_Votre tâche:_ Recopiez en entier l'extrait ci-dessous sur l'attestation de tolérance, sans rien y changer.

Quant à la demande tendant à l’obtention d’une attestation de tolérance, il y a lieu de retenir qu’aux termes de l’article 22, paragraphe 1 de la loi modifiée du 5 mai 2006 relative au droit d’asile et aux formes complémentaires de protection, ci-après « la loi du 5 mai 2006 » « si le statut de réfugié est refusé au titre des articles 19 et 20 qui précèdent, le demandeur d'asile sera éloigné du territoire » et aux termes du paragraphe 2 du même article « si l'exécution matérielle de l'éloignement s'avère impossible en raison de circonstances de fait, le ministre peut décider de le tolérer provisoirement sur le territoire jusqu'au moment où ces circonstances de fait auront cessé ».
Il s’ensuit que le bénéfice du statut de tolérance est réservé aux demandeurs d’asile déboutés dont l’éloignement se heurte à une impossibilité d’exécution matérielle.

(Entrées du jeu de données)
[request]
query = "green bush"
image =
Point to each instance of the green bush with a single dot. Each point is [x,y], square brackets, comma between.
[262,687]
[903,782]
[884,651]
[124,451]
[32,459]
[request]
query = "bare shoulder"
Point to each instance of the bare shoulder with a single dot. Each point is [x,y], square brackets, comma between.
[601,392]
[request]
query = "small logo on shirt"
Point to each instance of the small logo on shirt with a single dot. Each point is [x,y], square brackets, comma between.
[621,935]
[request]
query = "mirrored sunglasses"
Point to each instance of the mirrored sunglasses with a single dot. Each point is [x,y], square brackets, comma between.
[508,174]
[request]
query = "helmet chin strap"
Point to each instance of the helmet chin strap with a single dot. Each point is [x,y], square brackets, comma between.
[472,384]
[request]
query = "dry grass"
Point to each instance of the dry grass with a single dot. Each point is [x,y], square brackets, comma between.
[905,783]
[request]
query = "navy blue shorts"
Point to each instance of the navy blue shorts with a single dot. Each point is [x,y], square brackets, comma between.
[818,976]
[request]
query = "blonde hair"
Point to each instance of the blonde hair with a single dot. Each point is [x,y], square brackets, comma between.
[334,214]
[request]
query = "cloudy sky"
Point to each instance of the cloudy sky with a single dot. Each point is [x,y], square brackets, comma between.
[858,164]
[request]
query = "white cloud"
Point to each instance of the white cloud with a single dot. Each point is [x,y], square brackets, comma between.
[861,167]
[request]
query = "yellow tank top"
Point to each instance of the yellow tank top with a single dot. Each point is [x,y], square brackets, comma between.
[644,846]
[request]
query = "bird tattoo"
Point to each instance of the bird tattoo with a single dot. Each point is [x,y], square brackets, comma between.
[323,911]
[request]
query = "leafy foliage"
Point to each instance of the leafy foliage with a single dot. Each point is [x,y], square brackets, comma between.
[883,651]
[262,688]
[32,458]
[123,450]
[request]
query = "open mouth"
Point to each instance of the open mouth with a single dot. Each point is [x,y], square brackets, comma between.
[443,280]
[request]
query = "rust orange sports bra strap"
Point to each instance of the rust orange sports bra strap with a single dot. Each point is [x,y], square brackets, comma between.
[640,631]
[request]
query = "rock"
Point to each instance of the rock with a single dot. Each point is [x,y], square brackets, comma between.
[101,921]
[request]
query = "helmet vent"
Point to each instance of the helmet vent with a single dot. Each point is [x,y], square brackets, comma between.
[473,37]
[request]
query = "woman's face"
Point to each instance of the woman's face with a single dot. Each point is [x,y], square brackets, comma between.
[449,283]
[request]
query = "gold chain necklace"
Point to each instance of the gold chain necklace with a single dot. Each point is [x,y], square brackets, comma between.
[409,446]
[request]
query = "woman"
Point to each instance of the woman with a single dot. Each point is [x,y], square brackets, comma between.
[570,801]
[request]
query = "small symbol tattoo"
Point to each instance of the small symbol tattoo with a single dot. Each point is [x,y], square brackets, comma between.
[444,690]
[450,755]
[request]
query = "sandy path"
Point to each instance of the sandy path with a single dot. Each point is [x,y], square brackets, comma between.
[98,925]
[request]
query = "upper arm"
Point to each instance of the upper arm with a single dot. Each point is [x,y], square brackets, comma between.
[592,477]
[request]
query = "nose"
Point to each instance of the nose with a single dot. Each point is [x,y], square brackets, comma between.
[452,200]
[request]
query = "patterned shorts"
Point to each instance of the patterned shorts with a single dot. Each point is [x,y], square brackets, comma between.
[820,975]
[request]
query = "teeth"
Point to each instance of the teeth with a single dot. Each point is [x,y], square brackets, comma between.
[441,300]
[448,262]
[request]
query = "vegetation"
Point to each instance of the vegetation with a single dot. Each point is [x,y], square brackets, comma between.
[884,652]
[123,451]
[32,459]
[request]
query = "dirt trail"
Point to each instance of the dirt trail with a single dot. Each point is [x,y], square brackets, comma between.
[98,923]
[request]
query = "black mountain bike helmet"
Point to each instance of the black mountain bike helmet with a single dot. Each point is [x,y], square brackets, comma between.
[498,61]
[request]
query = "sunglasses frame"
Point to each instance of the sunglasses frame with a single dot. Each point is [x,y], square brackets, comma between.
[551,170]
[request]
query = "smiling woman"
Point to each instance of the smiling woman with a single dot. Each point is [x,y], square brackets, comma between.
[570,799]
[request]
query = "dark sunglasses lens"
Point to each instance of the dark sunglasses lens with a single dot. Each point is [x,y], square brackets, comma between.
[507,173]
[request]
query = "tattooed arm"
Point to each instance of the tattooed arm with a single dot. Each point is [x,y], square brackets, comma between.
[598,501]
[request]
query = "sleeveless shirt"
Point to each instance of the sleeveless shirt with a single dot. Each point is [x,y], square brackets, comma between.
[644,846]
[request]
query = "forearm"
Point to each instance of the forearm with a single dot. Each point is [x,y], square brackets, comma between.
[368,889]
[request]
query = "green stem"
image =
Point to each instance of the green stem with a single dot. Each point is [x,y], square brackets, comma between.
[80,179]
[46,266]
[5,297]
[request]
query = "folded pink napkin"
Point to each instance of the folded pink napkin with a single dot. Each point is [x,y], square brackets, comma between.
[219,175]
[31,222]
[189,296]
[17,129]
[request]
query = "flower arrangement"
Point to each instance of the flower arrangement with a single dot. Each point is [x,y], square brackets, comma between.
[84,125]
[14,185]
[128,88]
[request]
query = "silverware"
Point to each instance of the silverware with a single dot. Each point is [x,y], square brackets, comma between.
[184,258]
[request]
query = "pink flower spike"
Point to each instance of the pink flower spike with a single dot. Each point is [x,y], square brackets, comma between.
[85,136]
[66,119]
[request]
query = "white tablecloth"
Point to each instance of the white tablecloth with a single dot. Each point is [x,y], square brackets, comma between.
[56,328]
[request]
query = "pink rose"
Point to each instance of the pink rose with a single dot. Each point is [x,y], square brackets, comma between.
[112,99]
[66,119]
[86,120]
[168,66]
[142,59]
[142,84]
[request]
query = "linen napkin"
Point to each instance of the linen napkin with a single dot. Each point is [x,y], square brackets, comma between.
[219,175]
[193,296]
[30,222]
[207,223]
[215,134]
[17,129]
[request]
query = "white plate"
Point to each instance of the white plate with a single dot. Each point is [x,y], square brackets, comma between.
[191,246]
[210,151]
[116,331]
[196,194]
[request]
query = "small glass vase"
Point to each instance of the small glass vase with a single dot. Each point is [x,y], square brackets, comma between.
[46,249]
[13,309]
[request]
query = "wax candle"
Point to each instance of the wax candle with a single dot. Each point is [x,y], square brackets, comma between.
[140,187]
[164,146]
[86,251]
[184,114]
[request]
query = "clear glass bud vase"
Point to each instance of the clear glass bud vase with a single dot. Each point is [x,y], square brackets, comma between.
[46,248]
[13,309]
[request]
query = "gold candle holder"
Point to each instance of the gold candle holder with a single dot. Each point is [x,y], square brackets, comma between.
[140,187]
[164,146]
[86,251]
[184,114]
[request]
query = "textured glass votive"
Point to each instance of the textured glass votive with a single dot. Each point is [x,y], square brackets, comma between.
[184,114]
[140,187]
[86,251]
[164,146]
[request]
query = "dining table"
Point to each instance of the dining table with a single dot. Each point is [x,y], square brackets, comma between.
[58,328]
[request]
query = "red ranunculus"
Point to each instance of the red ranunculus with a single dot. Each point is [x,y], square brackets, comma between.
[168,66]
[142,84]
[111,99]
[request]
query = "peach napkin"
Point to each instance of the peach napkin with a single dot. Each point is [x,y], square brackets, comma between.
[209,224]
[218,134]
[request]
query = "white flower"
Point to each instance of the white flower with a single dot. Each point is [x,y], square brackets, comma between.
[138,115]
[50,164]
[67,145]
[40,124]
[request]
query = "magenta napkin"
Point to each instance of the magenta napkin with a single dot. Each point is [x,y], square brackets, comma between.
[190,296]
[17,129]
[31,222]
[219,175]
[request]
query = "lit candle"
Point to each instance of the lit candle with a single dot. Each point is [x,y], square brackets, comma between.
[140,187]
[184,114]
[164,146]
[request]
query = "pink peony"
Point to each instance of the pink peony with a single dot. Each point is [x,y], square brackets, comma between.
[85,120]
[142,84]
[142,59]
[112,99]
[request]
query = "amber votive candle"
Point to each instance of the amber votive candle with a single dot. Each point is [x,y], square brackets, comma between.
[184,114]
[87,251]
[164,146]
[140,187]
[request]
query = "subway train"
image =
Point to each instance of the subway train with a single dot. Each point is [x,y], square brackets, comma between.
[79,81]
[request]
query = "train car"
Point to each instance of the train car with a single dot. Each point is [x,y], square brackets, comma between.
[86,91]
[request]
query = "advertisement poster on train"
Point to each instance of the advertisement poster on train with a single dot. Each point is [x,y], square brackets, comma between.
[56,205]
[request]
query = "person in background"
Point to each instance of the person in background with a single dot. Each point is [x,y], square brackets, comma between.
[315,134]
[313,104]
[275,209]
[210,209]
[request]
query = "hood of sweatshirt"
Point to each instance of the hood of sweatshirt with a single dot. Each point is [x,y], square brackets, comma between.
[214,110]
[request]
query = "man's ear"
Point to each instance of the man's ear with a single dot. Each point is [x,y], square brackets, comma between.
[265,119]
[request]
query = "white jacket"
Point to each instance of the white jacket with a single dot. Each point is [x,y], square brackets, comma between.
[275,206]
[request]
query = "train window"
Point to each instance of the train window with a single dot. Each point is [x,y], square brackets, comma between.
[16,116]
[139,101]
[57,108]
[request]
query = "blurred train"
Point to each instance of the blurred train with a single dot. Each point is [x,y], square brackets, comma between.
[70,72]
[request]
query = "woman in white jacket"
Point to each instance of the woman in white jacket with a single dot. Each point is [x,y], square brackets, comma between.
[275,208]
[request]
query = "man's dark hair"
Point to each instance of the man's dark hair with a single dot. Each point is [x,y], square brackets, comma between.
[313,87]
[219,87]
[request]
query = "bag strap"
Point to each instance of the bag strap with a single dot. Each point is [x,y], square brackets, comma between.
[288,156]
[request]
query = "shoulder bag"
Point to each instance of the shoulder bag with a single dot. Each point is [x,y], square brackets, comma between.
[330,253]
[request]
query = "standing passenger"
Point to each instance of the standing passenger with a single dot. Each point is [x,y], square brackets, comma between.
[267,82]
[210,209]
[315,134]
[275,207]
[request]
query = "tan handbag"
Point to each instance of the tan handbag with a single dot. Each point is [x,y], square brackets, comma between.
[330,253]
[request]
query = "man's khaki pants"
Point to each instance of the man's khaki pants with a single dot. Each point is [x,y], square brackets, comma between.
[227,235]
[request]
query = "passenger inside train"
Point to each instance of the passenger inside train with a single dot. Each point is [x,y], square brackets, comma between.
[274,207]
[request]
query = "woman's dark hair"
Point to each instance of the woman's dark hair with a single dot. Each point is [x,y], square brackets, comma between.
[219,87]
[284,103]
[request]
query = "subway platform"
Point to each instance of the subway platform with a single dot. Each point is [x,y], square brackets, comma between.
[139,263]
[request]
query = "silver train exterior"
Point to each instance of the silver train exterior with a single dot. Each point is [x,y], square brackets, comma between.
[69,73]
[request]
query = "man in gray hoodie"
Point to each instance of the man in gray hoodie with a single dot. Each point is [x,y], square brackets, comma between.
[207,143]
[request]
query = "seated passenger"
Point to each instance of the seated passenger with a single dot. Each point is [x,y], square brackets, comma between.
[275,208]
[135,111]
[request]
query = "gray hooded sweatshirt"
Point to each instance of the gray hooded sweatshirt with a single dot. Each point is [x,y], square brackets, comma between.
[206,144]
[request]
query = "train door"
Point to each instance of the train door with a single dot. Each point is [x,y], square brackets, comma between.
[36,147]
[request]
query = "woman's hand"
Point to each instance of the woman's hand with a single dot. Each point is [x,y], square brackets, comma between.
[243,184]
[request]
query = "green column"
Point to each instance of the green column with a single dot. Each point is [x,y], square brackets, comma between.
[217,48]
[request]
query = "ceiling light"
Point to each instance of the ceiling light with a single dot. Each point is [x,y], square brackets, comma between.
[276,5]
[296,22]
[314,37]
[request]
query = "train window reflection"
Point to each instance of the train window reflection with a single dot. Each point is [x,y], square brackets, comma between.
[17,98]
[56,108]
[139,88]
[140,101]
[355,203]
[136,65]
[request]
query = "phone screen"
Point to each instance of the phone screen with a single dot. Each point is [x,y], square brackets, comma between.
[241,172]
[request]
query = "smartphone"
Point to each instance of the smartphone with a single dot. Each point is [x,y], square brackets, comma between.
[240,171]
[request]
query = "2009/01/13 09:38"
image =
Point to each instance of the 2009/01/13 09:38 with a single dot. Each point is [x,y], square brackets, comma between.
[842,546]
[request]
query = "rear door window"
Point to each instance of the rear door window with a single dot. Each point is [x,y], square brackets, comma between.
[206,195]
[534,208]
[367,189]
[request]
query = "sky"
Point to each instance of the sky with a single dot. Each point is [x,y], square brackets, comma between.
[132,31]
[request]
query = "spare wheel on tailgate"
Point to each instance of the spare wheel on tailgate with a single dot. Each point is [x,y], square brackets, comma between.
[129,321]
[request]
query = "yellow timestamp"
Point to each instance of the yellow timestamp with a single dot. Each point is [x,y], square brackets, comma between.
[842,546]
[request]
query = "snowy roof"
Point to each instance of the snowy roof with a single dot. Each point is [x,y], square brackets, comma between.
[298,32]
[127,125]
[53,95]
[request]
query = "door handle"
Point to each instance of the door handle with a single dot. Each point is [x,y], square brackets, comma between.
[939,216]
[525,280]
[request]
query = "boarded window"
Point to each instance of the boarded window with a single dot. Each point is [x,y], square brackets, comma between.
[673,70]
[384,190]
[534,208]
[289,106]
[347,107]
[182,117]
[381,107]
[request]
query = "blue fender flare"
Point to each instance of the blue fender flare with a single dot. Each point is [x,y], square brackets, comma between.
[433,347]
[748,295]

_Résultat ci-dessous:_
Quant à la demande tendant à l’obtention d’une attestation de tolérance, il y a lieu de retenir qu’aux termes de l’article 22, paragraphe 1 de la loi modifiée du 5 mai 2006 relative au droit d’asile et aux formes complémentaires de protection, ci-après « la loi du 5 mai 2006 » « si le statut de réfugié est refusé au titre des articles 19 et 20 qui précèdent, le demandeur d'asile sera éloigné du territoire » et aux termes du paragraphe 2 du même article « si l'exécution matérielle de l'éloignement s'avère impossible en raison de circonstances de fait, le ministre peut décider de le tolérer provisoirement sur le territoire jusqu'au moment où ces circonstances de fait auront cessé ».
Il s’ensuit que le bénéfice du statut de tolérance est réservé aux demandeurs d’asile déboutés dont l’éloignement se heurte à une impossibilité d’exécution matérielle.